====== GIVEN ENTRIES ======

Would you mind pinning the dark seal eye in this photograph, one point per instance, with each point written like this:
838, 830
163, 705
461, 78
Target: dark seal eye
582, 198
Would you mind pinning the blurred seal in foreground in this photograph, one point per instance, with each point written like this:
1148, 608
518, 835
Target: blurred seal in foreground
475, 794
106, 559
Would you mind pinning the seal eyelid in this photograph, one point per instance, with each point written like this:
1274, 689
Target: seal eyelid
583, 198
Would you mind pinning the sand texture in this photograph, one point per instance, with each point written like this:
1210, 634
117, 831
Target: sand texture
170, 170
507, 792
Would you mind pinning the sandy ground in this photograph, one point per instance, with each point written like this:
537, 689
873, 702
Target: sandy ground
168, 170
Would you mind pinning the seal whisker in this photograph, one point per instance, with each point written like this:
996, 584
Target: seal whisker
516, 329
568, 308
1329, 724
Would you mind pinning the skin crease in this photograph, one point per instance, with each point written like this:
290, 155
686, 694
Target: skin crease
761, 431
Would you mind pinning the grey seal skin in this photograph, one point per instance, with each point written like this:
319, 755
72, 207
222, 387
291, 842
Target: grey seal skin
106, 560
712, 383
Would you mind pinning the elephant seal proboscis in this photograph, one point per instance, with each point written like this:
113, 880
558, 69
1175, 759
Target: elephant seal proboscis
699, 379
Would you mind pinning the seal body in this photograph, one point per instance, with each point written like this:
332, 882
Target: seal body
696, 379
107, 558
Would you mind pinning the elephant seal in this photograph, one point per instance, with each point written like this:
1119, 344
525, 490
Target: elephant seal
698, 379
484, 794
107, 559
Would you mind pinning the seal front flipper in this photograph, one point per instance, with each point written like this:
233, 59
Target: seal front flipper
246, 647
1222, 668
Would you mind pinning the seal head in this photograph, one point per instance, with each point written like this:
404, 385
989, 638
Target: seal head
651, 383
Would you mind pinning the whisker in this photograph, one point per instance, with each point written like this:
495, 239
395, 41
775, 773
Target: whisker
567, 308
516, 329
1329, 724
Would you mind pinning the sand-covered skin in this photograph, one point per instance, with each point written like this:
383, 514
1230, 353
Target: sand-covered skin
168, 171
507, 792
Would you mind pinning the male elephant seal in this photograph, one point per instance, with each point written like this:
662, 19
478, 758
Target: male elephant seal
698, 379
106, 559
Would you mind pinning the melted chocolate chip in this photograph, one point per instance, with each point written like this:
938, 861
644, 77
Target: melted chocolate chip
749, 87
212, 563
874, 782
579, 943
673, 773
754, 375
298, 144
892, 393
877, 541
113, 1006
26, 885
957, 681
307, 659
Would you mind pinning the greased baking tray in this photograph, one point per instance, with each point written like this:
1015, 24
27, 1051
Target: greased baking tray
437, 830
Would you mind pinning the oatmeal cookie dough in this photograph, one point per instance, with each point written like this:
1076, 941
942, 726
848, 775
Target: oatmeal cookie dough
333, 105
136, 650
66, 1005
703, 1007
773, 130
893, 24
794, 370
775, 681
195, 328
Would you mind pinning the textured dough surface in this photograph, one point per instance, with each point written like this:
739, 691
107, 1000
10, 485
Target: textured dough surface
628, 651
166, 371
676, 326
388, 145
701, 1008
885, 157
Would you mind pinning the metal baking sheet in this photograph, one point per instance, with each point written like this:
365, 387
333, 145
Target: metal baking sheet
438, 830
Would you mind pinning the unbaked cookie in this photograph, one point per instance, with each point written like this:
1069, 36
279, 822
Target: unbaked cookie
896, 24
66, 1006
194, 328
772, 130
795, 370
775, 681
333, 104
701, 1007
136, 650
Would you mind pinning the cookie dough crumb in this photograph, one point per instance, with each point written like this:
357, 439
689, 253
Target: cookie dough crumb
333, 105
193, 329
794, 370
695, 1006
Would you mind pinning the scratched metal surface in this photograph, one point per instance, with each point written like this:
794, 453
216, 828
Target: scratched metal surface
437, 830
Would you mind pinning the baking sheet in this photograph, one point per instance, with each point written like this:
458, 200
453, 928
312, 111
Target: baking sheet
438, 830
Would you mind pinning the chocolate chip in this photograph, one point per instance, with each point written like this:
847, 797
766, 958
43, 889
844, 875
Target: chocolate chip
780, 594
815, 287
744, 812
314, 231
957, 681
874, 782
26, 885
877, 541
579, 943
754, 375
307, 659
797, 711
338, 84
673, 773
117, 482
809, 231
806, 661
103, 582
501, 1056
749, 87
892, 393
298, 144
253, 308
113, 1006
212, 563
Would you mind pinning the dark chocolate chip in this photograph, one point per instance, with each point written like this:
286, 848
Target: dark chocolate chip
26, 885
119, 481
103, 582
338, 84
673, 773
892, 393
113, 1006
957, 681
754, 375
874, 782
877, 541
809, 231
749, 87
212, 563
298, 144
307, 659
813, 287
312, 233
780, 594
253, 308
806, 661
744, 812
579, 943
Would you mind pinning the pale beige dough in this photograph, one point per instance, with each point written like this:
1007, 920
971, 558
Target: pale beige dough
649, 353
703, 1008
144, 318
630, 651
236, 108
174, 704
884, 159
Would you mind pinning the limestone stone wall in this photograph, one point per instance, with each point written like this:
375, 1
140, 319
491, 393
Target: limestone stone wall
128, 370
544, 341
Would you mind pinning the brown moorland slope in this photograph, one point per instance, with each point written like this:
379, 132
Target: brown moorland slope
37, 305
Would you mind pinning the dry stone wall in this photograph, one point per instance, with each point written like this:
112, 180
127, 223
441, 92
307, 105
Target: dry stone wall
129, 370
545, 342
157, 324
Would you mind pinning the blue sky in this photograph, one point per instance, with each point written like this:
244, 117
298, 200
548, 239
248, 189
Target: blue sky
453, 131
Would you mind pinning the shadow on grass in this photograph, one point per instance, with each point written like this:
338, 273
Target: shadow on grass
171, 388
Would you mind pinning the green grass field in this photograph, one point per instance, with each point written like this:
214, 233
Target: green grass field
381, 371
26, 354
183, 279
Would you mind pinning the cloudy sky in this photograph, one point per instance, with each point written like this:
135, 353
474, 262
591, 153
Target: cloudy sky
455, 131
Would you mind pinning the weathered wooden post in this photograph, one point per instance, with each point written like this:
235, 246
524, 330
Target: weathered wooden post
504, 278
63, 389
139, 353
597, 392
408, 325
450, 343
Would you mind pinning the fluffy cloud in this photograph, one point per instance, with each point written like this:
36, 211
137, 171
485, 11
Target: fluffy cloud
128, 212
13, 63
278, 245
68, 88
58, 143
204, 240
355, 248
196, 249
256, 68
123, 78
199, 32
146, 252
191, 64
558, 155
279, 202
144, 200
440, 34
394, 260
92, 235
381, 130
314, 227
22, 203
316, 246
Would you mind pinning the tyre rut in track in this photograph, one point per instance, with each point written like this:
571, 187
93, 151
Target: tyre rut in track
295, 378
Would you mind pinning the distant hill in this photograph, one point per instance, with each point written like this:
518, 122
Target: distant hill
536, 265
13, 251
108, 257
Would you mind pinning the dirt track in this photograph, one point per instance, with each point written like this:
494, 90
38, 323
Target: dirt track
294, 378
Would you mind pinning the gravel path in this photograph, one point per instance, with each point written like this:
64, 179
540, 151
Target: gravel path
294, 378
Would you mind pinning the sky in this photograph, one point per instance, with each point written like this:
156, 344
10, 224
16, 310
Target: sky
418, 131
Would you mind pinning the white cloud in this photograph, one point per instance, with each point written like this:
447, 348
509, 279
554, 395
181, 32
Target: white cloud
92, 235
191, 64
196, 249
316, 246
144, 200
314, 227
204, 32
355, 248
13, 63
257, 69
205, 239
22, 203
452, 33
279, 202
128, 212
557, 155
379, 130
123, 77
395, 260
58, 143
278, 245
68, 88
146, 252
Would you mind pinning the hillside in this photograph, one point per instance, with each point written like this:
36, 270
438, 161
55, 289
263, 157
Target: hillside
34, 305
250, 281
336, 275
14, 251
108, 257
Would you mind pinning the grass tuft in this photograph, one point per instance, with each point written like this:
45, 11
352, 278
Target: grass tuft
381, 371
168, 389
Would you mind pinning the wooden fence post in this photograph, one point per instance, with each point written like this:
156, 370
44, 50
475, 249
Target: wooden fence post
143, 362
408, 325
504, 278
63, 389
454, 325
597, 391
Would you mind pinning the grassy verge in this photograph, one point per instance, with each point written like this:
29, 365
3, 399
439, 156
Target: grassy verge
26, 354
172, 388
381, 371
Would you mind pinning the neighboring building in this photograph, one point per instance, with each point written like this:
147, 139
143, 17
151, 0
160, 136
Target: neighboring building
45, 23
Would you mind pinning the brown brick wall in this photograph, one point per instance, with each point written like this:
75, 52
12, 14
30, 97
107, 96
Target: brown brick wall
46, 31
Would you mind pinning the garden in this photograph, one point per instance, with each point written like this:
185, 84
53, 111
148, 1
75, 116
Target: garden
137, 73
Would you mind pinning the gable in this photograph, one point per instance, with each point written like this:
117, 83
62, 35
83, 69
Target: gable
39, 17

======

### EXERCISE REQUIREMENTS:
The answer consists only of the lines from the one containing "Would you mind pinning the grass tuft" to the end of the records, each written out exactly.

### ANSWER TO THIS PROBLEM:
Would you mind pinning the grass tuft in this photograph, one point per instance, with each point written like this:
45, 11
352, 278
Target: grass tuft
381, 371
168, 389
Would you mind pinning the wooden fence post in this photograph, one point per instance, with each point written like this:
156, 370
44, 50
475, 249
Target: wooden fence post
143, 362
408, 325
504, 278
63, 389
454, 325
597, 391
Would you mind pinning the grassy verge in this photograph, one point per instance, with each point written like this:
29, 365
3, 399
439, 156
Target: grassy verge
26, 354
172, 388
381, 371
Would you mind pinning the neighboring building in this photograph, one point per instance, with each point written like this:
147, 139
143, 17
151, 0
160, 136
Target: neighboring building
45, 23
Would you mind pinning the brown brick wall in this photograph, one point per instance, with each point written like this:
75, 52
12, 14
30, 97
107, 96
Target: brown brick wall
46, 31
Would you mind pinning the garden in this photograph, one point per instance, with each point written like this:
185, 84
53, 111
148, 1
75, 116
Target: garden
137, 73
Would you mind pinning the gable in this photograph, one point per instance, with each point written like this:
117, 83
62, 35
83, 69
Target: gable
39, 17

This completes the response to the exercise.